■ **TELAAH MATERI**
[a] Sebutkan semua singkatan yang tercantum dalam berita tentang seruan Paus.
[b] Salin tanpa perubahan bagian berita tentang seruan Paus dari "SALISMA.COM (SC), JAKARTA" sampai "di wilayah masing-masing.".
--- TEKS BACAAN ---
SALISMA.COM (SC), JAKARTA – Jelang peringatan Hari AIDS Sedunia esok (1/12), pemimpin umat Katolik, Paus Fransiskus, menyerukan kepada setiap orang dengan HIV/AIDS (ODHA) dalam kondisi ekonomi apa pun untuk mengakses perawatan medis di wilayah masing-masing.
Melansir AFP, pesan tersebut disampaikan Paus jelang Hari AIDS Sedunia di Argentina. Ia mengatakan, jutaan orang hidup dengan penyakit tersebut dan hanya setengah dari mereka yang mengakses perawatan medis.
“Saya meminta umat berdoa untuk mereka dan mereka yang terkasih dan mendorong solidaritas sehingga yang termiskin mendapat manfaat dari diagnosis dan pengobatan yang memadai,” kata Paus.
“Dan akhirnya, saya memanggil semua orang untuk mengadopsi perilaku bertanggung jawab untuk mencegah penyebaran lebih lanjut penyakit ini,” lanjut Paus.
Komentar Paus diartikan banyak pihak sebagai sinyal baru pelonggaran Gereja Katolik terhadap penggunaan kondom sebagai upaya pencegahan HIV/AIDS.
Sebelumnya, Paus Benediktus XVI mengatakan, pada 2010, bahwa alat kontrasepsi dapat diterima bila bertujuan tunggal untuk mengurangi infeksi HIV dan terjangkit AIDS.
--- DATA YANG DISEDIAKAN ---
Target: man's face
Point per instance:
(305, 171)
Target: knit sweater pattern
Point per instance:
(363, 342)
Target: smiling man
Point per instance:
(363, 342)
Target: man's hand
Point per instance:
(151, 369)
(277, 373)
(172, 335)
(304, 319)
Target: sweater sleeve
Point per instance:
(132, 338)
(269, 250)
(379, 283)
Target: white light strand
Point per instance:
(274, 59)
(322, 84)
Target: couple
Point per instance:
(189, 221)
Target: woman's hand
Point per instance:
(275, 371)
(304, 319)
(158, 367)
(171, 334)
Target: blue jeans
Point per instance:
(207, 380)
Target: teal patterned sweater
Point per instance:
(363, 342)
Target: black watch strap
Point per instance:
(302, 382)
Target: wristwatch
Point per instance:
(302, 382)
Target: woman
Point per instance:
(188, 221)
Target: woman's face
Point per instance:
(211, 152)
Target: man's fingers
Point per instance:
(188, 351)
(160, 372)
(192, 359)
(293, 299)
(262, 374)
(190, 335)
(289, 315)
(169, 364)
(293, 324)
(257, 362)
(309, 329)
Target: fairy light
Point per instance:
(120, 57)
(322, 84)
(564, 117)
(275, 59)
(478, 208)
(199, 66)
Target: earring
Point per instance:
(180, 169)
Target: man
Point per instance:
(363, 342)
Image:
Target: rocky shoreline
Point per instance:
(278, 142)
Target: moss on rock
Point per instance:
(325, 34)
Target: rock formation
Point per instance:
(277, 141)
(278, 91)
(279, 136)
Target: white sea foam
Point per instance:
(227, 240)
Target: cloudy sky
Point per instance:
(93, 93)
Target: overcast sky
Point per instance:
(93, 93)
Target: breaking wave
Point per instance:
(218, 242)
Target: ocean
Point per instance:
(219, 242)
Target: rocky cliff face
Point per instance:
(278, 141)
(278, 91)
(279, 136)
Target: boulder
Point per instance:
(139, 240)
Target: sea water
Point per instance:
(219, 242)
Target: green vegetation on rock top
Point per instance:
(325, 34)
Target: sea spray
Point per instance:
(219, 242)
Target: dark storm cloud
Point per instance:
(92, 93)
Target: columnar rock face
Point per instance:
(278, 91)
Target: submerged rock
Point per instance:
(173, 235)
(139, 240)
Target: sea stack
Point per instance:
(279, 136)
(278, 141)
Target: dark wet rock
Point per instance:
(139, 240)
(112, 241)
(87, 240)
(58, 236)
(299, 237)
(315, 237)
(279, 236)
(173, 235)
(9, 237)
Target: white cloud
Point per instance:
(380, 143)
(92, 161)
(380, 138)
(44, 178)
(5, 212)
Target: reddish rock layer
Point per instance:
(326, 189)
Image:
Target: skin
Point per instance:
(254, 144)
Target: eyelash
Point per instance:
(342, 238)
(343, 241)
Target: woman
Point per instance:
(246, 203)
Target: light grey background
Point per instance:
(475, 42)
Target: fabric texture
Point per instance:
---
■ **JAWABAN SETIAP TUGAS**
[a] SC, HIV, AIDS, ODHA, AFP

[b]
SALISMA.COM (SC), JAKARTA – Jelang peringatan Hari AIDS Sedunia esok (1/12), pemimpin umat Katolik, Paus Fransiskus, menyerukan kepada setiap orang dengan HIV/AIDS (ODHA) dalam kondisi ekonomi apa pun untuk mengakses perawatan medis di wilayah masing-masing.